* **Source extract**
--- START ---

Supreme Court dismisses the FCA BI test case appeals

Business Interruption

Today the Supreme Court delivered its ruling dismissing the appeals made by the FCA and a selection of Insurers following the original High Court ruling last September. As a reminder, this test case related to a minority of Insurance contracts where there had been an ambiguity over whether the Business Interruption section, and typically a disease or denial of access extensions thereof, provided cover for Covid.

Understandably, we have been contacted today by many Policyholders to check if this ruling relates to them.  In all cases, it does not. Our Temporary Structure and Mobile Toilet Scheme wordings were both ones where there was clearly no cover. Both had extensions on the Business Interruption Section, and one Insurer did have a Compulsory Closure extension, but as is the case with the majority of Insurance wordings, the contagious disease cover related to a limited number of specified diseases (which did not include Coronavirus/Covid). The Denial of Access related to only to interruption following damage.

Further detail is provided in my previous website blog of 23rd September, which is still available.

--- END ---

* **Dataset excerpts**
--- START ---

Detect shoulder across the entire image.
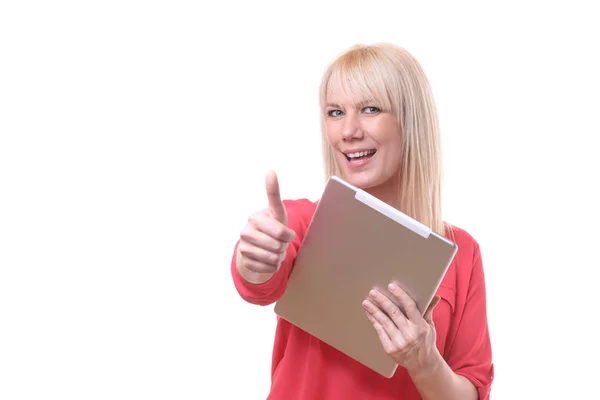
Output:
[446,224,479,255]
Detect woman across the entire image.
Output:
[231,45,493,400]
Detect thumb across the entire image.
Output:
[265,171,287,225]
[423,296,440,323]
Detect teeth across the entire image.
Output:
[346,150,375,158]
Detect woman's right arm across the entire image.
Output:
[231,173,303,305]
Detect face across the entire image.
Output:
[325,87,402,192]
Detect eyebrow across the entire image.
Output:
[325,99,376,108]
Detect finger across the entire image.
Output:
[423,296,440,323]
[240,224,288,253]
[265,171,287,225]
[367,311,394,353]
[363,299,399,338]
[242,258,277,274]
[238,240,285,268]
[249,213,296,243]
[369,289,407,328]
[388,282,423,321]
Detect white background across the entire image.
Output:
[0,0,600,400]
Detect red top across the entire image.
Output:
[231,199,494,400]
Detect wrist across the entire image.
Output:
[407,346,446,381]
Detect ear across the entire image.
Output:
[423,296,440,324]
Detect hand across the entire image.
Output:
[236,172,295,281]
[363,283,440,375]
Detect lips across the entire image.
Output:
[344,149,377,162]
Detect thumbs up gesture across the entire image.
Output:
[236,172,296,283]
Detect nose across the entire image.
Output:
[342,113,363,140]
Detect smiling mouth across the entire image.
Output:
[344,149,377,162]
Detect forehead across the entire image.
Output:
[325,78,375,105]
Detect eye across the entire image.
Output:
[363,107,381,114]
[327,110,343,118]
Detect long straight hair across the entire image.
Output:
[320,44,448,236]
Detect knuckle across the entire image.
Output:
[390,306,404,318]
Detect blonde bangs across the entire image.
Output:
[319,44,449,236]
[320,48,399,114]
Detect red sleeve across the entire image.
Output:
[447,243,494,400]
[231,200,313,306]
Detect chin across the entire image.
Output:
[343,171,383,190]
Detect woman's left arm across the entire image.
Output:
[363,283,479,400]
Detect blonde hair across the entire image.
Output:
[320,44,447,236]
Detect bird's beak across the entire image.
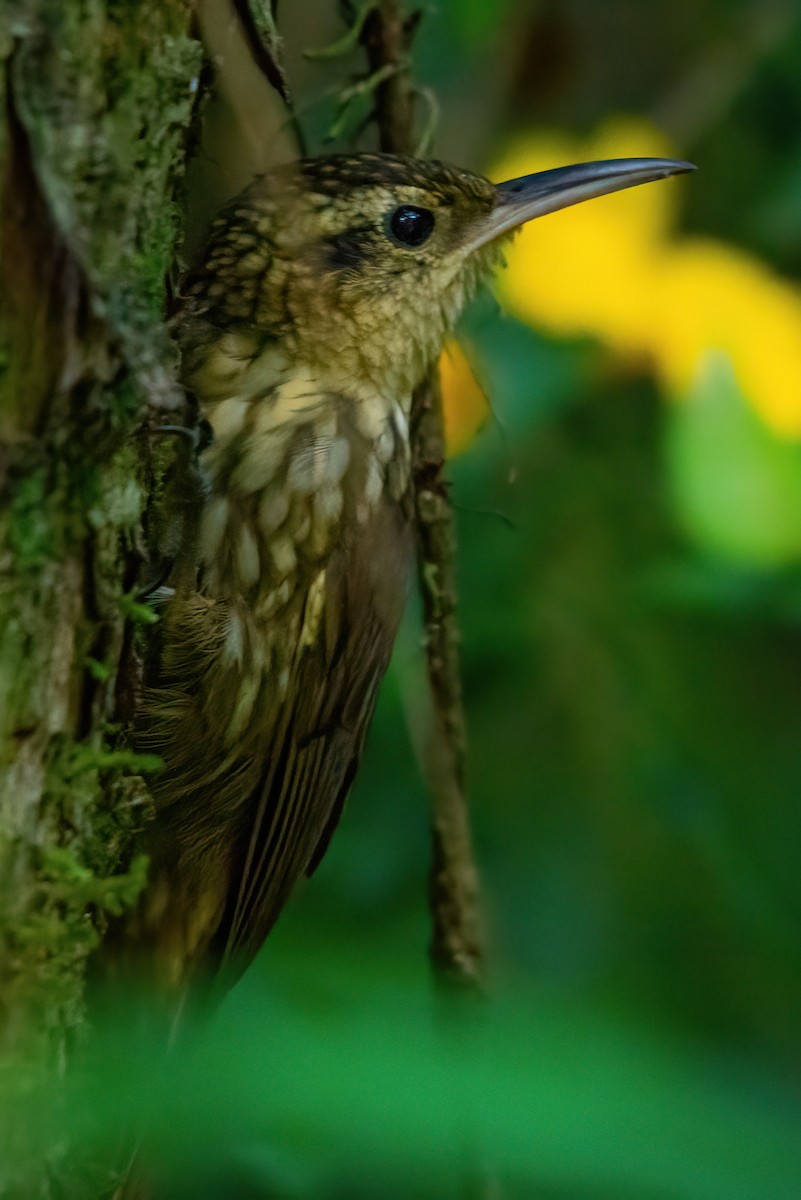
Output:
[470,158,695,250]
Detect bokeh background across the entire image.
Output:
[79,0,801,1200]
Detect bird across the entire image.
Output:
[130,152,693,989]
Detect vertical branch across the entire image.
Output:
[361,0,483,990]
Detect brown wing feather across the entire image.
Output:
[213,492,411,974]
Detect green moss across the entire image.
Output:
[6,467,58,571]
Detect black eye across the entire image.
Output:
[390,204,434,246]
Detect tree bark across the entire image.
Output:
[0,0,201,1113]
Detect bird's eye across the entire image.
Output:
[390,204,434,246]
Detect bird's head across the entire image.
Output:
[181,154,692,398]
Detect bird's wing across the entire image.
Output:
[215,501,410,982]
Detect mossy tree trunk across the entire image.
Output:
[0,0,201,1089]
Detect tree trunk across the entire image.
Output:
[0,0,201,1104]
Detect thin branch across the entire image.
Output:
[361,0,484,991]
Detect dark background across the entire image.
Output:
[94,0,801,1200]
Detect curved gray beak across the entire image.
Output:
[471,158,695,248]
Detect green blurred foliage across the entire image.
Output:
[7,0,801,1200]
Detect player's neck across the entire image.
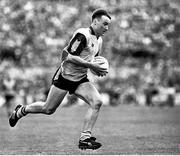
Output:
[89,24,99,39]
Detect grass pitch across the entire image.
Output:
[0,105,180,155]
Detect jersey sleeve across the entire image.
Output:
[67,33,87,56]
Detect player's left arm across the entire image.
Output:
[95,38,103,57]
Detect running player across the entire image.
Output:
[9,9,111,149]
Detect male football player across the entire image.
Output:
[9,9,111,149]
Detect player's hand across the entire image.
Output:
[91,62,108,76]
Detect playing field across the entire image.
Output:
[0,106,180,155]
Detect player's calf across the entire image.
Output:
[9,105,27,127]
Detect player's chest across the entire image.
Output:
[87,36,99,54]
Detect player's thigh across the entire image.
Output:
[75,82,101,105]
[45,85,67,109]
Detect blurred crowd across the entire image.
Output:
[0,0,180,113]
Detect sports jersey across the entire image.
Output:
[61,27,102,81]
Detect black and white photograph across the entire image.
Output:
[0,0,180,155]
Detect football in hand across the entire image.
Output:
[90,56,109,75]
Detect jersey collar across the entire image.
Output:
[89,26,96,36]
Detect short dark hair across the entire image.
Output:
[92,9,111,21]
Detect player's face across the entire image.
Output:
[97,15,111,36]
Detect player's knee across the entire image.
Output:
[94,99,103,110]
[43,108,55,115]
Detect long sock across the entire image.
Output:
[16,106,27,118]
[80,131,91,140]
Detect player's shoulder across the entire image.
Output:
[75,28,90,38]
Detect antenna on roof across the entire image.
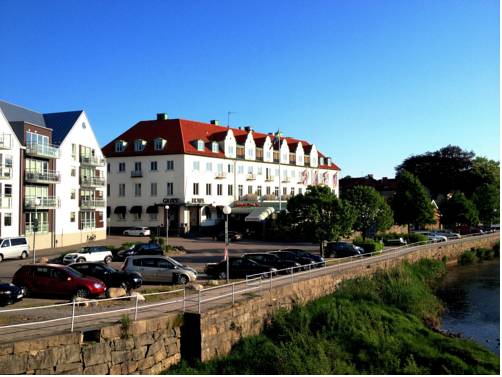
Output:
[227,111,237,128]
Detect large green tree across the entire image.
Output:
[441,191,479,227]
[287,186,355,242]
[392,170,434,232]
[342,186,394,238]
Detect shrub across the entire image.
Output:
[353,238,383,253]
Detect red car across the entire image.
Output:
[12,264,106,297]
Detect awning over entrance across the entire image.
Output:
[146,206,159,213]
[129,206,143,213]
[113,206,127,215]
[244,207,275,222]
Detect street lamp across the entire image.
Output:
[31,197,41,263]
[223,206,232,283]
[164,205,173,250]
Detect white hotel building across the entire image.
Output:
[0,101,106,249]
[103,114,340,233]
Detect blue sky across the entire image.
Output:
[0,0,500,177]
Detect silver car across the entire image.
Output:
[122,255,197,284]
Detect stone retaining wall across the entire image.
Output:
[0,314,181,374]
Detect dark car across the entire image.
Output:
[69,262,143,291]
[114,242,164,261]
[0,283,24,306]
[242,253,301,273]
[269,250,315,271]
[216,230,242,242]
[279,249,326,267]
[326,242,364,258]
[204,257,277,279]
[12,264,106,297]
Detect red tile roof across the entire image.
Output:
[103,119,340,170]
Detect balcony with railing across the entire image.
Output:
[24,196,61,209]
[0,133,12,149]
[26,143,59,158]
[80,199,105,208]
[0,165,12,179]
[0,195,12,209]
[80,156,105,166]
[80,177,106,187]
[24,170,61,184]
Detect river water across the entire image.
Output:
[439,258,500,355]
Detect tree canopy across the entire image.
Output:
[342,186,394,238]
[287,186,355,242]
[392,170,434,231]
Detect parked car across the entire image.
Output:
[326,241,364,258]
[270,250,315,271]
[122,255,197,284]
[122,226,150,237]
[204,257,277,279]
[114,242,164,261]
[242,253,301,273]
[216,230,242,242]
[12,264,106,297]
[0,283,24,306]
[279,249,326,267]
[69,262,143,291]
[63,246,113,264]
[0,237,30,262]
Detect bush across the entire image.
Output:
[353,238,383,253]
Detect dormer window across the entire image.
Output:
[115,140,127,152]
[197,140,204,151]
[134,139,146,152]
[211,141,220,153]
[153,137,166,151]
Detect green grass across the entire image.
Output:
[168,260,500,374]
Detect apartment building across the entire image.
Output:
[103,114,340,232]
[0,101,106,249]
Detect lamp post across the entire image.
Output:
[223,206,232,283]
[168,205,169,250]
[31,197,41,263]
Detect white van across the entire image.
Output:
[0,237,30,262]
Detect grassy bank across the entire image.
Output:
[168,260,499,374]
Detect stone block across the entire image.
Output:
[84,363,110,374]
[82,343,111,366]
[0,354,29,374]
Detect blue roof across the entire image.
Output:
[44,110,82,144]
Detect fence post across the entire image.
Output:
[134,294,139,321]
[71,299,75,332]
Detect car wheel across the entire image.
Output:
[178,275,190,285]
[73,288,89,298]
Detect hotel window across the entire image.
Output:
[134,183,141,196]
[167,182,175,196]
[197,140,204,151]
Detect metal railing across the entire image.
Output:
[0,233,494,335]
[26,143,59,158]
[24,170,61,183]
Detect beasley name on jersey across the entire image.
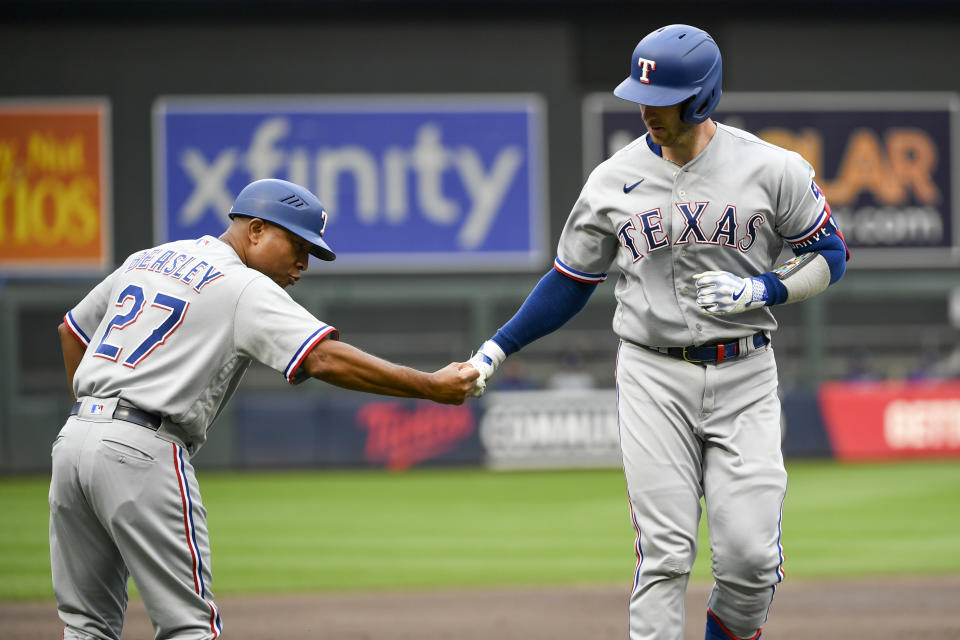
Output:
[124,238,223,293]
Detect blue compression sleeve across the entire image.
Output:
[757,235,848,307]
[801,229,849,284]
[493,269,597,355]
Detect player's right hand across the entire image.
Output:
[430,362,480,404]
[693,271,767,315]
[467,340,507,398]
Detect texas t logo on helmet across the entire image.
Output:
[613,24,723,124]
[637,58,657,84]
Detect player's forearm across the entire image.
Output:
[57,323,86,400]
[304,340,435,399]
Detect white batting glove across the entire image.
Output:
[467,340,507,398]
[693,271,767,315]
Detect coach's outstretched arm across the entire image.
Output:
[468,268,597,396]
[303,338,479,404]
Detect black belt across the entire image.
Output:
[640,331,770,363]
[70,402,163,431]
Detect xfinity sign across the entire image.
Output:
[154,95,547,273]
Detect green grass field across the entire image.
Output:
[0,461,960,600]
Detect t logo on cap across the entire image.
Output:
[637,58,657,84]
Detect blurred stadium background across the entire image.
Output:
[0,0,960,472]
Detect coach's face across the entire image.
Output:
[640,104,696,147]
[247,218,310,287]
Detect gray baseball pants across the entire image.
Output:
[617,342,787,640]
[49,398,222,640]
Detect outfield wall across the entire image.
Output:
[0,381,960,473]
[234,382,960,470]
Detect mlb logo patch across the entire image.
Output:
[810,180,823,200]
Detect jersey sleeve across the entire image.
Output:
[63,267,123,348]
[235,276,340,384]
[554,170,617,283]
[776,151,835,249]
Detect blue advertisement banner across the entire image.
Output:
[583,93,960,267]
[154,94,547,273]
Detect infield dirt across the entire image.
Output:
[0,576,960,640]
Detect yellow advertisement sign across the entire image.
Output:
[0,99,111,274]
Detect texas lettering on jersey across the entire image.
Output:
[126,239,223,293]
[617,202,766,262]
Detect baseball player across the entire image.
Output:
[49,179,477,640]
[470,25,849,640]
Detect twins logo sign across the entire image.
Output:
[154,95,546,273]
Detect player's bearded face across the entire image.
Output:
[249,223,310,287]
[640,104,696,147]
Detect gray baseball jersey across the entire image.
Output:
[49,236,337,640]
[556,123,828,347]
[555,124,829,640]
[65,236,337,453]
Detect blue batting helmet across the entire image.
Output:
[229,178,337,260]
[613,24,722,124]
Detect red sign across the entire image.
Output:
[0,99,111,275]
[820,381,960,460]
[357,402,476,470]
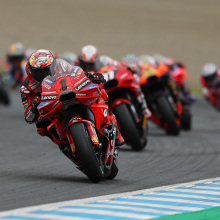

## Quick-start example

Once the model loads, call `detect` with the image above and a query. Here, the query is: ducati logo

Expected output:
[41,95,57,100]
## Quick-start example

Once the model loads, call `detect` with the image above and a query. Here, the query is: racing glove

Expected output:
[86,73,106,84]
[25,96,41,124]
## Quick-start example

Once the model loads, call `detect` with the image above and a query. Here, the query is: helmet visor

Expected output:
[31,66,51,82]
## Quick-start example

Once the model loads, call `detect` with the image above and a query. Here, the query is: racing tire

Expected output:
[70,122,103,183]
[113,103,147,151]
[181,107,192,131]
[0,86,10,105]
[155,96,180,135]
[106,159,119,180]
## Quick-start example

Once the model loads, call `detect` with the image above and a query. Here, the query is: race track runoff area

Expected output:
[0,177,220,220]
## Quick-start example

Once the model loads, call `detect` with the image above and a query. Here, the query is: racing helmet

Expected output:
[201,63,218,84]
[138,54,158,66]
[28,49,55,82]
[62,51,77,65]
[121,54,140,73]
[8,43,25,63]
[78,45,100,72]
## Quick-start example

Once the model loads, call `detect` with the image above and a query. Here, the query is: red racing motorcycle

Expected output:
[98,64,148,151]
[38,59,118,182]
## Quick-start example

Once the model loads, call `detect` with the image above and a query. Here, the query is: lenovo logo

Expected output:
[41,95,57,100]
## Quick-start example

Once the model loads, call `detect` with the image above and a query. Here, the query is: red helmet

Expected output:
[28,49,55,82]
[201,63,218,85]
[78,45,100,72]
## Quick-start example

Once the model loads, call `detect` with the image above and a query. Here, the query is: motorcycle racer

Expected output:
[20,49,123,146]
[200,63,220,111]
[77,45,151,117]
[61,51,77,66]
[161,57,196,103]
[4,43,27,89]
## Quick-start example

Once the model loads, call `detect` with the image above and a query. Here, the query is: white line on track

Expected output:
[0,177,220,220]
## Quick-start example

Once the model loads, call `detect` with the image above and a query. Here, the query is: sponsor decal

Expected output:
[44,78,54,85]
[20,86,30,94]
[120,73,128,79]
[92,135,99,143]
[38,102,51,108]
[74,79,91,91]
[70,144,76,153]
[42,82,51,90]
[61,63,67,72]
[72,66,79,74]
[41,95,57,100]
[30,84,39,90]
[52,99,60,108]
[83,84,97,91]
[30,82,37,86]
[76,93,87,96]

--- END ---

* **Activity 1**
Reproduce the FCA test case notice from "Understandably, we have" up to and including "interruption following damage.", swapping "Policyholders" for "clients".
* **Activity 2**
Write the next few sentences of the FCA test case notice, picking up after its final line.
The data plays no part in what you are asked to do.

* **Task response 1**
Understandably, we have been contacted today by many clients to check if this ruling relates to them.  In all cases, it does not. Our Temporary Structure and Mobile Toilet Scheme wordings were both ones where there was clearly no cover. Both had extensions on the Business Interruption Section, and one Insurer did have a Compulsory Closure extension, but as is the case with the majority of Insurance wordings, the contagious disease cover related to a limited number of specified diseases (which did not include Coronavirus/Covid). The Denial of Access related to only to interruption following damage.

* **Task response 2**
I feel that it is also worth mentioning that almost all relevant Business Interruption extensions only relate to loss of profits resulting from the closure of the business’ own trading premises. Therefore, the ruling is likely to only be relevant to businesses who were forced by law to shut their premises such as pubs, restaurants, cinemas, bowling alleys and non-essential retail shops etc. Unfortunately, therefore hardly any suppliers to the outdoor event industry will be covered, even if they had had a disease extension, which gave cover for any notifiable disease.

Once again, it appears that the reporting of this by the media has been very misleading. Many headlines and articles have incorrectly, and in my mind irresponsibly, given false hope to business owners. Some articles give the impression that all small businesses will receive compensation. Most articles fail to mention that this only relates to those businesses who had Business Interruption cover, and of those only where there was an ambiguity in the policy wording. Furthermore, I have yet to see an article, which clarifies that this largely only relates to businesses whose own premises have been forced to shut.